REQUIRED ACTION: Below is a set of entries; give all of them again exactly.

[[ EXERCISE MATERIAL, beginning ]]

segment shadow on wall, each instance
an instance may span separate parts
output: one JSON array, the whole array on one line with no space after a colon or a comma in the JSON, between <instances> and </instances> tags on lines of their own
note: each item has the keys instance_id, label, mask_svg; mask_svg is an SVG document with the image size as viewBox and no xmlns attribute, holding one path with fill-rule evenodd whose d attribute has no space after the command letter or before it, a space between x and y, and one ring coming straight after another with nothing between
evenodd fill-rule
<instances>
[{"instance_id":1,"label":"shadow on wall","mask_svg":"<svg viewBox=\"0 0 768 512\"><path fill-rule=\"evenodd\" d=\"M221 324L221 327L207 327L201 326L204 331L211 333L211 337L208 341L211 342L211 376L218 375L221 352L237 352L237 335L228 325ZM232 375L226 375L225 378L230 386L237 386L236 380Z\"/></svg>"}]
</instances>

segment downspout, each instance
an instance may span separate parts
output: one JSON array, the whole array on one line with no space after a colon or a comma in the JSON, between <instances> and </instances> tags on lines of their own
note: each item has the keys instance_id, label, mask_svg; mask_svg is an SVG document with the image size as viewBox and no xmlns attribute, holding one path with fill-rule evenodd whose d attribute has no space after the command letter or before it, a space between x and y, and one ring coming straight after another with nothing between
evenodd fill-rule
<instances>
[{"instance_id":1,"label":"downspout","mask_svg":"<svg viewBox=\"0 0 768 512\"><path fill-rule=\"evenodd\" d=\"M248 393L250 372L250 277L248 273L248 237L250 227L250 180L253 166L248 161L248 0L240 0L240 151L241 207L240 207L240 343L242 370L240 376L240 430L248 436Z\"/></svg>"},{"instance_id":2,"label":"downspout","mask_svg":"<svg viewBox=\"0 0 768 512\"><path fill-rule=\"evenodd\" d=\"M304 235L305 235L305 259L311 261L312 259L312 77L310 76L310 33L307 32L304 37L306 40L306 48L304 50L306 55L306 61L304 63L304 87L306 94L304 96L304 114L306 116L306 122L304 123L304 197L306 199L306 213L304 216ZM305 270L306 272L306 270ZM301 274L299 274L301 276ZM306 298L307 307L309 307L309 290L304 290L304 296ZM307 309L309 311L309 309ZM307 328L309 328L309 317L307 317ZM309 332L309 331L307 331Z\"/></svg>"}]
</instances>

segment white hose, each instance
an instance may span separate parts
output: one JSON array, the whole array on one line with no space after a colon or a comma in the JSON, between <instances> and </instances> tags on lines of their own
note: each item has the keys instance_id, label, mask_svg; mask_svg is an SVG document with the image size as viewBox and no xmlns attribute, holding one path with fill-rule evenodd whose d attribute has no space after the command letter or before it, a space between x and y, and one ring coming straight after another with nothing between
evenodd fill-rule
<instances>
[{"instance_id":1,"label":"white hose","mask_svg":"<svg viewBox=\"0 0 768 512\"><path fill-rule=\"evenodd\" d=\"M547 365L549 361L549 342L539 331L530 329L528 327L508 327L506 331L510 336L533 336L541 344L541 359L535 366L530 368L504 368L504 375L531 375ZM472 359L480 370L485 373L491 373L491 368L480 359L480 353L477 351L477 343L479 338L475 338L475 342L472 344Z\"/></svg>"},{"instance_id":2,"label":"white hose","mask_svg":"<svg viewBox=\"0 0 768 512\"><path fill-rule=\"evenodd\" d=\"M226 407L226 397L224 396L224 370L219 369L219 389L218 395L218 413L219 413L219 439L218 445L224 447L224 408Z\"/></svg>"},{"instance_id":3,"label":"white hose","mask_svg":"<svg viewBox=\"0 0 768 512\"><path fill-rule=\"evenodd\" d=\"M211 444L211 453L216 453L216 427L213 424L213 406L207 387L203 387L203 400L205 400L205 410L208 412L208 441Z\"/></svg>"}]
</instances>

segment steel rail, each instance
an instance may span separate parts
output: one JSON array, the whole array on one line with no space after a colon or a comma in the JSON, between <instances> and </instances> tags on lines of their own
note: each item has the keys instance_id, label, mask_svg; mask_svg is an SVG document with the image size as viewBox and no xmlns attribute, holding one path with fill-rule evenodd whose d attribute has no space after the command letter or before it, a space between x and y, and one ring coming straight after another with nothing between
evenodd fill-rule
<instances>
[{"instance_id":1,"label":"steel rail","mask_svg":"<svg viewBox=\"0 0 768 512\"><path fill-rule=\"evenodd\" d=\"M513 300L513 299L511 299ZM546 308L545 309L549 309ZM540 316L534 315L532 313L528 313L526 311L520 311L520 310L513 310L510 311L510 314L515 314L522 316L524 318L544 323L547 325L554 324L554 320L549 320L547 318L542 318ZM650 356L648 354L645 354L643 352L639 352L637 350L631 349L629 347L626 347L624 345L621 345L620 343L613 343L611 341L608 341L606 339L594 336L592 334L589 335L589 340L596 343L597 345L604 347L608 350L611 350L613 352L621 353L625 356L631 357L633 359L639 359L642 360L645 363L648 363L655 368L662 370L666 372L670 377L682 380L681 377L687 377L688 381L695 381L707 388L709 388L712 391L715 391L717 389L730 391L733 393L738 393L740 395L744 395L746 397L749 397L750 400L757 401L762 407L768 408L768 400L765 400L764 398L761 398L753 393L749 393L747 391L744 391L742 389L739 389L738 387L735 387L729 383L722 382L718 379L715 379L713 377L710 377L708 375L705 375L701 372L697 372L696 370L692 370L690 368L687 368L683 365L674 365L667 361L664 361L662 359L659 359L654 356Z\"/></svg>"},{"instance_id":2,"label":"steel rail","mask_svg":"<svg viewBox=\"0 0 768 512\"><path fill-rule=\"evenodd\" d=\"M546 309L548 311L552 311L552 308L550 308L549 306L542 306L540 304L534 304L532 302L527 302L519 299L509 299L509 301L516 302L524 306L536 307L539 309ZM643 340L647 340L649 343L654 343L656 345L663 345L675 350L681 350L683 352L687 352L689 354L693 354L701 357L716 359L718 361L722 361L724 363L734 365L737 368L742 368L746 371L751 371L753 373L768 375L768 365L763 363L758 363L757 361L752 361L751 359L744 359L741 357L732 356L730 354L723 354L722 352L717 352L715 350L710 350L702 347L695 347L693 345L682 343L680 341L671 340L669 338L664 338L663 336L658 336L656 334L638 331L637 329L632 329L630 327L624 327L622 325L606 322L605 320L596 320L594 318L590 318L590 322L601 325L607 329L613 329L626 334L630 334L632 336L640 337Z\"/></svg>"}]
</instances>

[[ EXERCISE MATERIAL, end ]]

RESPONSE AREA:
segment shadow on wall, each instance
an instance may span separate parts
output: one JSON array, the whole array on one line with no space after a colon or a comma in the JSON, between <instances> and </instances> tags on lines of their own
note: each item has the keys instance_id, label, mask_svg; mask_svg is an SVG document with the image size as viewBox and no xmlns attribute, holding one path with fill-rule evenodd whose d attribute has no space after the command letter or before it, a space between x and y, and one ring coming straight after another with nothing between
evenodd fill-rule
<instances>
[{"instance_id":1,"label":"shadow on wall","mask_svg":"<svg viewBox=\"0 0 768 512\"><path fill-rule=\"evenodd\" d=\"M221 324L221 327L207 327L201 326L204 331L211 333L211 337L208 341L211 342L211 376L218 375L221 352L237 352L237 335L228 325ZM232 375L226 375L225 378L230 386L237 386L236 380Z\"/></svg>"}]
</instances>

segment downspout, each instance
an instance may span separate parts
output: one JSON array, the whole array on one line with no space after a colon or a comma in the JSON, between <instances> and </instances> tags on lines of their own
note: each item has the keys instance_id, label, mask_svg; mask_svg is an SVG document with the image size as viewBox and no xmlns attribute, holding one path with fill-rule evenodd whose d attribute has no space after the command letter or before it, a space between x and y, and one ring coming straight after another with nothing between
evenodd fill-rule
<instances>
[{"instance_id":1,"label":"downspout","mask_svg":"<svg viewBox=\"0 0 768 512\"><path fill-rule=\"evenodd\" d=\"M248 393L250 372L250 277L248 273L248 237L250 227L250 180L253 166L248 161L248 0L240 0L240 151L241 207L240 207L240 343L242 370L240 376L240 430L248 436Z\"/></svg>"},{"instance_id":2,"label":"downspout","mask_svg":"<svg viewBox=\"0 0 768 512\"><path fill-rule=\"evenodd\" d=\"M304 235L305 235L305 259L311 261L312 259L312 77L310 76L310 33L307 32L304 37L306 40L306 48L304 50L306 55L306 61L304 63L304 87L306 94L304 96L304 114L306 116L306 122L304 123L304 197L306 199L306 213L304 216ZM305 270L306 272L306 270ZM301 274L299 274L301 276ZM306 298L307 307L309 307L309 290L304 290L304 296ZM307 309L309 311L309 309ZM307 328L309 328L309 317L307 317ZM309 332L309 331L307 331Z\"/></svg>"}]
</instances>

segment white hose, each instance
an instance may span separate parts
output: one JSON array, the whole array on one line with no space after a colon or a comma in the JSON, between <instances> and </instances> tags on lines of their own
note: each item has the keys instance_id, label, mask_svg; mask_svg is an SVG document with the image size as viewBox and no xmlns attribute, holding one path with fill-rule evenodd whose d attribute has no space after the command letter or before it, a space between x and y, and one ring coming straight after another with nothing between
evenodd fill-rule
<instances>
[{"instance_id":1,"label":"white hose","mask_svg":"<svg viewBox=\"0 0 768 512\"><path fill-rule=\"evenodd\" d=\"M547 365L549 361L549 342L539 331L530 329L528 327L508 327L506 331L510 336L533 336L541 344L541 359L535 366L530 368L504 368L504 375L531 375ZM472 359L480 370L485 373L491 373L491 368L480 359L480 353L477 351L477 343L479 338L475 338L475 342L472 344Z\"/></svg>"},{"instance_id":2,"label":"white hose","mask_svg":"<svg viewBox=\"0 0 768 512\"><path fill-rule=\"evenodd\" d=\"M226 407L226 397L224 396L224 370L219 369L219 389L218 395L218 413L219 413L219 439L218 445L224 447L224 408Z\"/></svg>"},{"instance_id":3,"label":"white hose","mask_svg":"<svg viewBox=\"0 0 768 512\"><path fill-rule=\"evenodd\" d=\"M211 444L211 453L216 453L216 427L213 424L213 406L207 387L203 387L203 400L205 400L205 410L208 412L208 441Z\"/></svg>"}]
</instances>

segment steel rail, each instance
an instance may span separate parts
output: one JSON array, the whole array on one line with no space after a colon or a comma in the JSON, between <instances> and </instances> tags on lines of their own
note: each item has the keys instance_id, label, mask_svg; mask_svg is an SVG document with the image size as viewBox and no xmlns attribute, holding one path with fill-rule evenodd whose d attribute has no space after the command letter or before it, a space between x and y, and one ring coming straight after another with nothing between
evenodd fill-rule
<instances>
[{"instance_id":1,"label":"steel rail","mask_svg":"<svg viewBox=\"0 0 768 512\"><path fill-rule=\"evenodd\" d=\"M513 300L513 299L511 299ZM546 308L545 309L549 309ZM540 316L534 315L532 313L528 313L526 311L520 311L520 310L513 310L510 311L510 314L515 314L522 316L524 318L544 323L547 325L554 324L554 320L549 320L547 318L542 318ZM650 356L648 354L645 354L643 352L639 352L637 350L631 349L629 347L626 347L624 345L621 345L620 343L613 343L611 341L608 341L606 339L594 336L592 334L589 335L589 340L596 343L597 345L604 347L608 350L611 350L613 352L621 353L625 356L631 357L633 359L639 359L642 360L645 363L648 363L655 368L662 370L666 372L670 377L682 380L681 377L687 377L688 381L695 381L707 388L709 388L712 391L715 391L717 389L730 391L733 393L738 393L740 395L744 395L746 397L749 397L750 400L757 401L762 407L768 408L768 400L765 400L764 398L761 398L753 393L749 393L747 391L744 391L742 389L739 389L738 387L735 387L729 383L722 382L718 379L715 379L713 377L710 377L708 375L705 375L701 372L697 372L696 370L692 370L690 368L687 368L683 365L674 365L667 361L664 361L662 359L659 359L654 356Z\"/></svg>"},{"instance_id":2,"label":"steel rail","mask_svg":"<svg viewBox=\"0 0 768 512\"><path fill-rule=\"evenodd\" d=\"M546 309L548 311L552 311L552 308L550 308L549 306L542 306L540 304L534 304L532 302L527 302L519 299L509 299L509 301L516 302L524 306L536 307L539 309ZM643 340L647 340L649 343L654 343L656 345L663 345L675 350L681 350L683 352L687 352L689 354L693 354L701 357L716 359L718 361L722 361L724 363L734 365L737 368L742 368L746 371L751 371L753 373L768 375L768 365L763 363L758 363L757 361L752 361L751 359L744 359L741 357L732 356L730 354L723 354L722 352L717 352L715 350L710 350L702 347L695 347L693 345L682 343L680 341L671 340L669 338L664 338L663 336L658 336L656 334L638 331L637 329L632 329L630 327L624 327L622 325L606 322L605 320L596 320L594 318L590 318L590 322L601 325L607 329L613 329L626 334L630 334L632 336L640 337Z\"/></svg>"}]
</instances>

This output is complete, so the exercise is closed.